=== STATED PROBLEM ===
Rewrite every line of the entries below, wording included, multiplying each point coordinate in the answers by 0.2 and rounding to whole numbers with halves rounded up. Leave all other numbers unchanged and omit the pictures.

=== RECORDS FOR THE TASK ===
>> start

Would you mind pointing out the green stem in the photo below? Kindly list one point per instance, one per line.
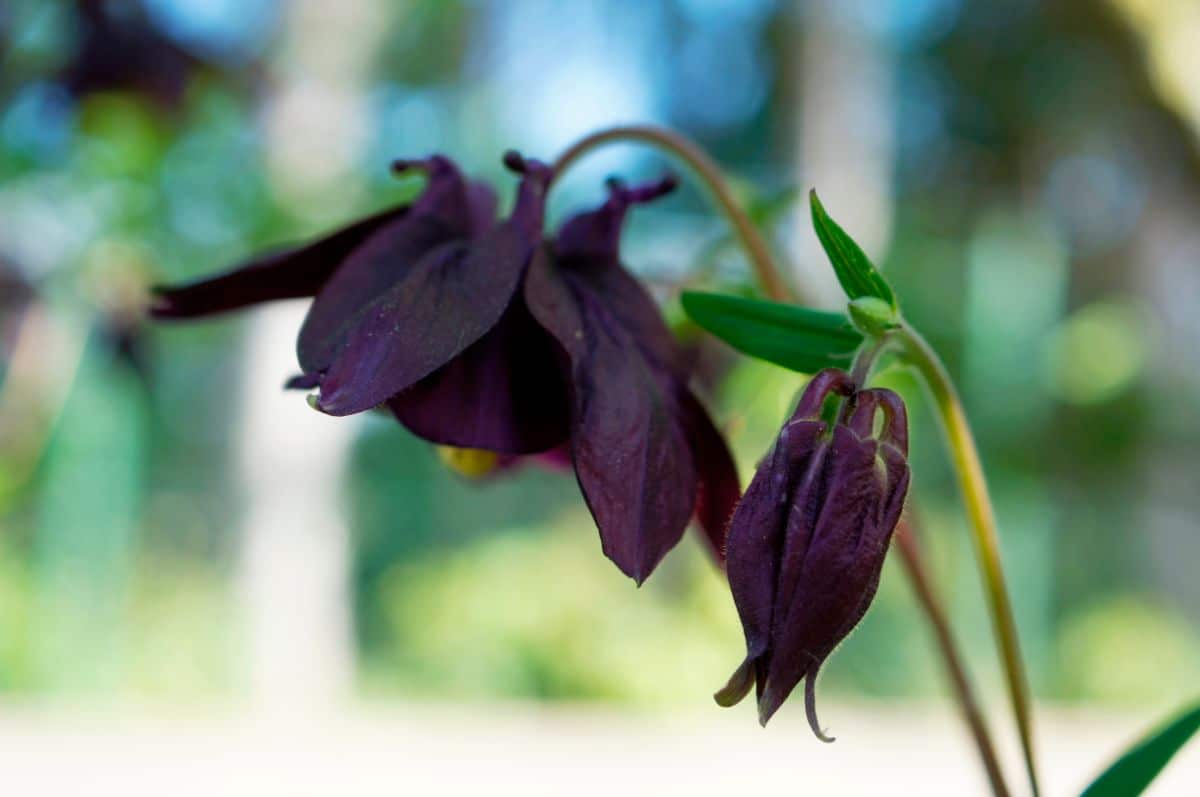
(965, 457)
(768, 274)
(775, 287)
(912, 558)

>> end

=== SOLUTION FOR THIS PROBLEM ===
Would you mind pointing out the green stem in the photo below? Kindly list one point per instance, one per line.
(193, 91)
(154, 55)
(155, 57)
(182, 112)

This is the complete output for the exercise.